Renowned pitmaster Sam Jones just opened a new restaurant in downtown Raleigh, serving the same whole-hog 'cue that's helped make North Carolina a barbecue mecca. The new namesake restaurant is one of America's most anticipated restaurant openings in 2021. Here's why.



Sam Jones knows a thing or two about smoke. 

The renowned third-generation pitmaster and James Beard Award semifinalist comes from a long line of family that lives and breathes Eastern-style barbecue. His grandfather opened the famed Skylight Inn in Ayden, N.C., in 1947, and Jones opened his first Sam Jones BBQ restaurant just seven miles up the road in Winterville in 2015.

He's also the Town of Ayden fire chief, leading a group of 45 volunteer firefighters who answer 300 calls per year and earn a stipend of $9 per call. Twice he's had to set up command to put out flames at the Skylight Inn smokehouse.

## SOURCE MATERIAL
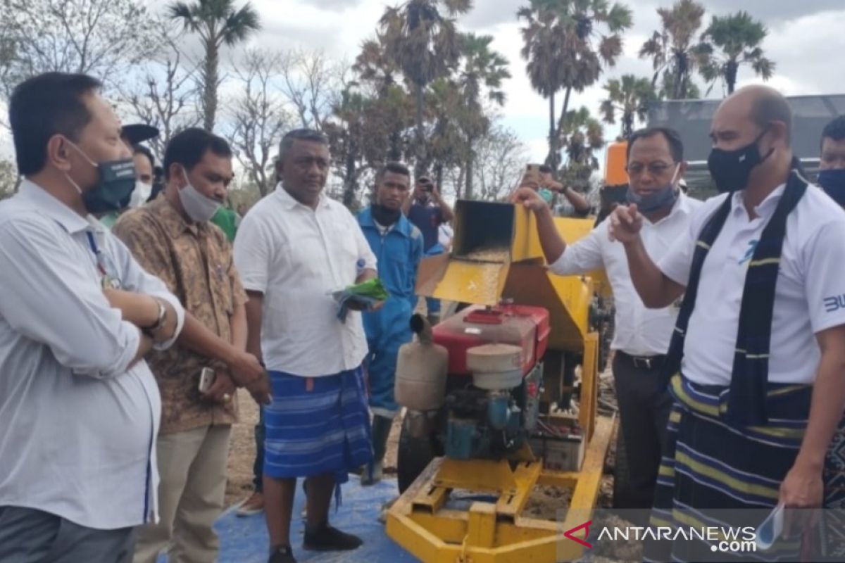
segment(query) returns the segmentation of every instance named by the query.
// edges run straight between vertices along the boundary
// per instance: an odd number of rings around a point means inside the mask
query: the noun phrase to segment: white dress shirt
[[[0,506],[113,529],[157,519],[161,399],[146,362],[130,367],[140,332],[106,300],[89,235],[110,278],[183,324],[96,219],[25,181],[0,203]]]
[[[268,370],[330,376],[367,355],[361,313],[337,318],[331,292],[355,283],[376,258],[346,208],[321,196],[316,209],[280,184],[243,218],[235,265],[248,291],[264,294],[261,353]]]
[[[649,256],[657,258],[666,253],[689,230],[690,214],[701,204],[681,192],[668,215],[657,223],[645,219],[640,235]],[[679,307],[672,305],[664,309],[648,309],[643,305],[631,281],[624,246],[611,241],[608,234],[609,224],[605,219],[583,239],[567,246],[549,269],[560,275],[573,275],[604,268],[616,306],[610,347],[636,356],[666,354]]]
[[[692,382],[730,384],[749,261],[784,187],[755,208],[754,219],[749,219],[742,192],[733,195],[731,211],[701,268],[687,328],[681,369]],[[686,285],[701,229],[727,197],[707,200],[685,235],[659,260],[668,277]],[[812,383],[820,358],[815,334],[845,324],[845,212],[815,186],[808,187],[787,219],[773,312],[769,381]]]

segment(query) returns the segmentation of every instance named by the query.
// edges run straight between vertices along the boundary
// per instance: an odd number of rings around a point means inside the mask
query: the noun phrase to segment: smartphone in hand
[[[208,390],[211,388],[212,385],[214,385],[214,380],[216,374],[214,370],[210,367],[204,367],[202,371],[199,372],[199,392],[208,392]]]
[[[528,165],[526,166],[524,181],[540,183],[540,165]]]

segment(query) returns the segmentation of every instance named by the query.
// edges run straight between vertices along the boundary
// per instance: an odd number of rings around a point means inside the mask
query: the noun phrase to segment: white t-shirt
[[[781,186],[758,205],[753,220],[742,192],[733,195],[731,211],[701,268],[687,329],[681,367],[696,383],[730,383],[749,261],[784,189]],[[686,235],[659,261],[668,277],[686,285],[701,229],[726,197],[707,200],[694,214]],[[810,186],[787,219],[775,290],[769,381],[812,383],[820,358],[815,334],[841,324],[845,324],[845,212]]]
[[[376,258],[346,208],[320,198],[316,210],[280,185],[250,209],[235,240],[243,287],[264,294],[261,352],[268,370],[330,376],[367,354],[361,313],[337,318],[331,292],[355,283]]]
[[[641,235],[649,256],[663,256],[679,237],[690,229],[690,216],[702,203],[681,193],[668,215],[657,223],[643,222]],[[613,290],[616,323],[610,347],[626,354],[650,356],[666,354],[679,307],[648,309],[643,305],[631,281],[625,249],[610,240],[604,220],[590,234],[566,250],[549,269],[559,275],[585,273],[604,269]]]

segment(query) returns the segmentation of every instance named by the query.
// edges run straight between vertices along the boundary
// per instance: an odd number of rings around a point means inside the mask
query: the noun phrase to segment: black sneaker
[[[297,563],[297,560],[293,557],[293,551],[290,546],[282,545],[270,555],[267,563]]]
[[[336,528],[323,524],[314,530],[305,528],[303,547],[309,551],[349,551],[361,547],[363,542],[357,536],[345,533]]]

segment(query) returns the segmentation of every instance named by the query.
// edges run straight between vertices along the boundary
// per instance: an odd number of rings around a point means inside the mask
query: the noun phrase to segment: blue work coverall
[[[382,235],[367,208],[358,214],[358,224],[379,260],[379,278],[390,296],[379,311],[363,313],[369,353],[370,409],[373,414],[392,419],[399,413],[393,395],[396,356],[402,344],[411,342],[409,322],[417,306],[414,286],[422,257],[422,234],[400,215],[393,228]]]

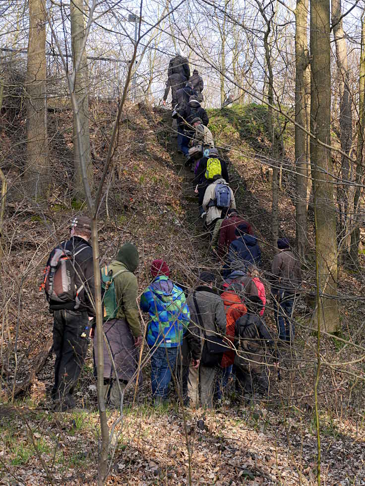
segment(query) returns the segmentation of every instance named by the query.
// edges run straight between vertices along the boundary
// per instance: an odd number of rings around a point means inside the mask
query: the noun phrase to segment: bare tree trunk
[[[80,162],[85,161],[87,180],[92,189],[93,165],[89,128],[88,73],[86,50],[85,45],[85,24],[84,22],[83,0],[71,0],[71,43],[72,50],[73,72],[75,76],[74,93],[79,107],[78,113],[81,129],[81,144],[77,137],[75,120],[73,117],[73,162],[75,175],[73,191],[75,197],[84,198],[85,192],[82,183]],[[75,69],[79,62],[78,68]]]
[[[340,87],[340,129],[341,132],[341,148],[345,154],[350,155],[352,146],[352,98],[350,93],[350,81],[347,59],[347,48],[345,39],[345,33],[341,19],[342,15],[341,0],[331,0],[332,23],[333,35],[336,45],[336,55],[337,62],[338,82]],[[350,160],[344,155],[342,157],[341,168],[342,178],[344,181],[352,179],[352,167],[350,167]],[[350,177],[351,175],[351,177]],[[350,184],[339,187],[339,203],[344,215],[341,225],[345,234],[350,235],[352,224],[351,213],[353,207],[354,188]],[[350,236],[346,238],[350,246]]]
[[[27,194],[47,197],[50,183],[47,139],[46,16],[42,0],[29,0],[29,38],[27,79],[28,161],[24,172]]]
[[[357,185],[354,197],[355,228],[351,233],[350,245],[351,261],[352,264],[356,267],[359,265],[359,244],[360,242],[359,216],[362,189],[361,185],[364,183],[364,146],[365,141],[365,17],[364,14],[361,18],[361,54],[359,84],[359,129],[355,179]]]
[[[275,136],[273,108],[274,105],[274,75],[271,65],[271,56],[269,36],[271,31],[271,17],[268,18],[262,3],[259,0],[256,0],[260,13],[266,24],[266,30],[264,34],[264,47],[265,48],[265,60],[267,68],[265,78],[268,83],[267,93],[267,131],[271,141],[271,153],[273,156],[272,167],[272,203],[271,205],[271,241],[274,252],[277,251],[277,242],[279,235],[279,147],[277,137]]]
[[[100,266],[99,264],[99,242],[98,241],[97,216],[92,219],[91,226],[91,242],[93,247],[93,264],[94,266],[94,278],[96,289],[101,288],[100,281]],[[108,453],[109,447],[109,432],[108,428],[108,418],[105,408],[103,384],[104,380],[104,331],[103,330],[103,315],[102,314],[101,293],[95,292],[95,313],[96,314],[96,346],[98,348],[98,370],[97,389],[98,403],[100,417],[101,431],[101,447],[99,450],[98,484],[100,486],[104,485],[108,472]]]
[[[316,219],[316,260],[318,269],[320,327],[337,329],[337,246],[333,201],[331,143],[331,66],[329,0],[310,2],[310,159]]]
[[[297,0],[295,9],[295,120],[306,128],[307,97],[305,76],[309,62],[307,40],[308,0]],[[307,135],[298,125],[295,126],[295,160],[297,185],[296,224],[297,249],[300,257],[305,258],[307,238]]]

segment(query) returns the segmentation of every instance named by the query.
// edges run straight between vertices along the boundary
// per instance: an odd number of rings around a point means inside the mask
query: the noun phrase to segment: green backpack
[[[113,270],[109,268],[104,267],[101,270],[101,288],[104,294],[103,303],[104,304],[104,322],[115,319],[118,311],[118,305],[117,303],[116,296],[116,286],[114,285],[114,279],[123,271],[127,271],[125,269],[120,270],[115,274],[113,274]]]
[[[219,159],[208,159],[205,171],[205,178],[213,179],[215,175],[222,175],[221,161]]]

## PROBLEMS
A – Can you gather every line of the records that contains the string "shirt"?
B – Could you carry the Sam Jones barbecue article forward, picking up right after its last sentence?

## REPLIES
A –
query: the noun phrase to segment: white dress shirt
query: the noun phrase to segment: white t-shirt

B –
At Jones' newest namesake restaurant now open in downtown Raleigh—perhaps the most highly-anticipated barbecue restaurant opening in America this year—the same whole hog principles are in place that have made up the "Jones barbecue gospel" for a century now:

The meat is chopped, not pulled; it's not a sandwich unless there's slaw on it; and if it's not cooked over wood, it's not barbecue (because that smoke makes all the difference).

Sam Jones BBQ

The new restaurant—housed in a former mechanic shop just a couple blocks from the Raleigh Convention Center, the North Carolina State Capitol, beautiful Dorothea Dix Park and other major attractions—seats up to a combined 140 people indoors and out, features a full bar with beer, wine and cocktails, includes a second-level private event space for up to 50 guests and will have doors open seven days a week once March rolls around. 

The menu, of course, is highlighted by whole-hog barbecue—180-pound hogs cooked in a wood-fired pit for 16 hours or so, skin blistered to a shatteringly-crisp texture and all chopped together with a couple of meat cleavers. Salt, pepper, cider vinegar and hot sauce finish things off.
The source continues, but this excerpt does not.